[ANN] RobustModels: Robust linear regression using M-Estimators and more

I would like to present RobustModels.jl, a new package
to perform robust linear regressions using M-Estimator, MM-Estimator and τ-Estimator, but also quantile regression, MQuantile regression and robust Ridge regression.
It can also be used to calculate robust estimate of the mean and variance of a vector.
It can also be used to detect outliers, similar to LinRegOutliers.jl.

It is originally based on RobustLeastSquares.jl and it is using the same interface as GLM.jl for a better reusability.

You can find the documentation here: Home · RobustModels
The package is not registered yet, so install with:

] add https://github.com/getzze/RobustModels.jl

The package is now registered, install with:

] add RobustModels


thank you very much for this package. I have one question upfront before I start my investigation of your package.
The Standard Deviation does not only reflect instability in terms of fluctuations it aslo reflects the slope (represented by the linear regression).
To decouple both: a) oscilation / fluctuation, b) drift/slope
I have in mind a new variant of standard deviation, in the first step I calculate the slope by means
of liear regression, in the second step I remove the slope of the investigated points (keeping the
algebraic mean constant) and in the 3rd step I calculate the slope corrected standard deviation.
I this a resonable approach? How would this be calculated by means of your module?

If you don’t have (or don’t care) about outliers in your data, you don’t need to use a robust linear regression, GLM.jl (GitHub - JuliaStats/GLM.jl: Generalized linear models in Julia), actually just lm is enough.
Linear regression is doing exactly what you are describing, the intercept and slope are given by the 2 coefficients fitted by the model. What you call the “slope corrected standard deviation” is basically the standard deviation of the residuals (real_data - prediction). If the model is valid the standard deviation of the residuals should be significantly smaller than the standard deviation of the unfitted data.

1 Like

• _WHAT NEEDS TO BE DONE_
According to the forum thread, why is plain lm from GLM.jl enough for the proposed slope-corrected standard deviation? Answer in one to three sentences. The listing that comes next is separate material from the forum thread.

• _DATASET SECTION_

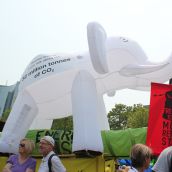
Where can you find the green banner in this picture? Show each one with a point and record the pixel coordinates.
(116, 142)
(63, 140)
(119, 142)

• _EXERCISE RESPONSE_
Robust regression is needed only when the data has outliers that matter, and ordinary linear regression already does what the question describes: its two fitted coefficients give the intercept and slope. The proposed slope-corrected standard deviation is then basically the standard deviation of the residuals, which are the real data minus the prediction.